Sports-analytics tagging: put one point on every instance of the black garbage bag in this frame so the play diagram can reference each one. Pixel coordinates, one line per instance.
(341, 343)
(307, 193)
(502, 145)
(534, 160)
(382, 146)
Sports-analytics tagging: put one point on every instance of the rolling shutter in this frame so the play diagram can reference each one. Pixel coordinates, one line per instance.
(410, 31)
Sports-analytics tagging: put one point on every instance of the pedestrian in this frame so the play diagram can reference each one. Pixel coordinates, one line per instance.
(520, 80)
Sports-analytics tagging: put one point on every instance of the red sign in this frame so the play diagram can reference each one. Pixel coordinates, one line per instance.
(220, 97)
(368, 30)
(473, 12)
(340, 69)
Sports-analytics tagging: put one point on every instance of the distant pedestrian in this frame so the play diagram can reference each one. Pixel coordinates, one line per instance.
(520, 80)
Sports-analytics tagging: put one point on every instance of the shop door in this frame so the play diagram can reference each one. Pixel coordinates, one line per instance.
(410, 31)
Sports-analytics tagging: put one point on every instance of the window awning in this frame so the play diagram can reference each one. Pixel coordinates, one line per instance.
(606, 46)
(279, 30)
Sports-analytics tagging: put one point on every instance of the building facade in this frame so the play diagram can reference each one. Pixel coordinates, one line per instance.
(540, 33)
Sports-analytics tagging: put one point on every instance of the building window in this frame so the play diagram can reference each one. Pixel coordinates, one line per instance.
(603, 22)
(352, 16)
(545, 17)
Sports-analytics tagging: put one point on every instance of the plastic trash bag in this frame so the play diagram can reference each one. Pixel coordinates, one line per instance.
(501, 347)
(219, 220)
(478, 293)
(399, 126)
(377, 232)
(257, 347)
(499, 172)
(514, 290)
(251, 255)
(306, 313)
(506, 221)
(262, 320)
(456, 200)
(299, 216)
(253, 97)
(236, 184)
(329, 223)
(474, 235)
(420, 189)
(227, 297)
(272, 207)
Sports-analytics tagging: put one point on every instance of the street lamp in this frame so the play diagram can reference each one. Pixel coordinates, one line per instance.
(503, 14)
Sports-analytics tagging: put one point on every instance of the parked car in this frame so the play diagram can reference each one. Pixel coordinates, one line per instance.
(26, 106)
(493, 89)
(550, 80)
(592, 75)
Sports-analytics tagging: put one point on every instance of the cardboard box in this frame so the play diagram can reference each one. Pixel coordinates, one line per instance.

______________________________

[Instructions for the task]: Reproduce every entry above word for word, one line each, in the same order.

[Written reply]:
Sports-analytics tagging: put one point on every instance of the black garbage bag in this frame so the play diagram can reference each one. Pixel coordinates, one line per instance.
(341, 343)
(307, 193)
(502, 145)
(534, 160)
(382, 146)
Sports-analytics tagging: put one point on every instance of the rolling shutter in this frame so the play diagram can reference each one. Pixel coordinates, one line per instance.
(410, 31)
Sports-analytics tagging: put one point on every instance of the pedestrian in this frame so the play diagram can reference each one. Pixel coordinates, one line per instance.
(520, 80)
Sports-analytics tagging: put one point on every instance of the red sign in this frame so the play diagram can reference each one. Pixel coordinates, one line per instance.
(220, 97)
(368, 30)
(473, 12)
(340, 69)
Sports-analytics tagging: put one point on every instance of the distant pedestrian in this frame so the play diagram can reference each one. Pixel coordinates, one line per instance.
(520, 80)
Sports-analytics tagging: put one point on every instance of the shop door in this frame so the play diagram can reference each one. Pixel coordinates, one line per instance.
(410, 31)
Sports-analytics tagging: put one point on every instance of the window awning in this frame so the play diagram can reference each one. Pixel coordinates, one line per instance.
(606, 46)
(279, 30)
Sports-analytics tagging: put one point on every instance of the building facade in this frame so the play diagram can reference each one. Pixel coordinates, one line per instance.
(540, 33)
Sports-analytics tagging: put one point on every instance of the building window in this frame so the play diagram can reference each one. Pixel coordinates, one line per instance.
(603, 22)
(352, 16)
(545, 17)
Sports-analytics tagging: put one point on every instance of the plastic trash bag in this frame so the play diagram can reference each one. Pixel coordinates, one line per instance.
(501, 347)
(219, 220)
(478, 293)
(399, 126)
(377, 232)
(257, 347)
(499, 172)
(514, 290)
(251, 255)
(306, 313)
(506, 221)
(262, 320)
(456, 200)
(299, 216)
(253, 97)
(236, 184)
(329, 223)
(474, 235)
(420, 189)
(227, 297)
(272, 207)
Sports-analytics tagging: put one point on every instance of the street lamp in this frame so the play diagram can reference each one. Pixel coordinates, one line per instance.
(503, 14)
Sports-analytics tagging: put one point on every instance of the parked car in this frame so the play diagram can reference each one. Pixel coordinates, one line per instance.
(26, 106)
(493, 89)
(550, 80)
(592, 75)
Sports-analytics tagging: put one point on every instance of the cardboard box in this frame so the play diagram can reference each one. Pixel coordinates, one line per instance.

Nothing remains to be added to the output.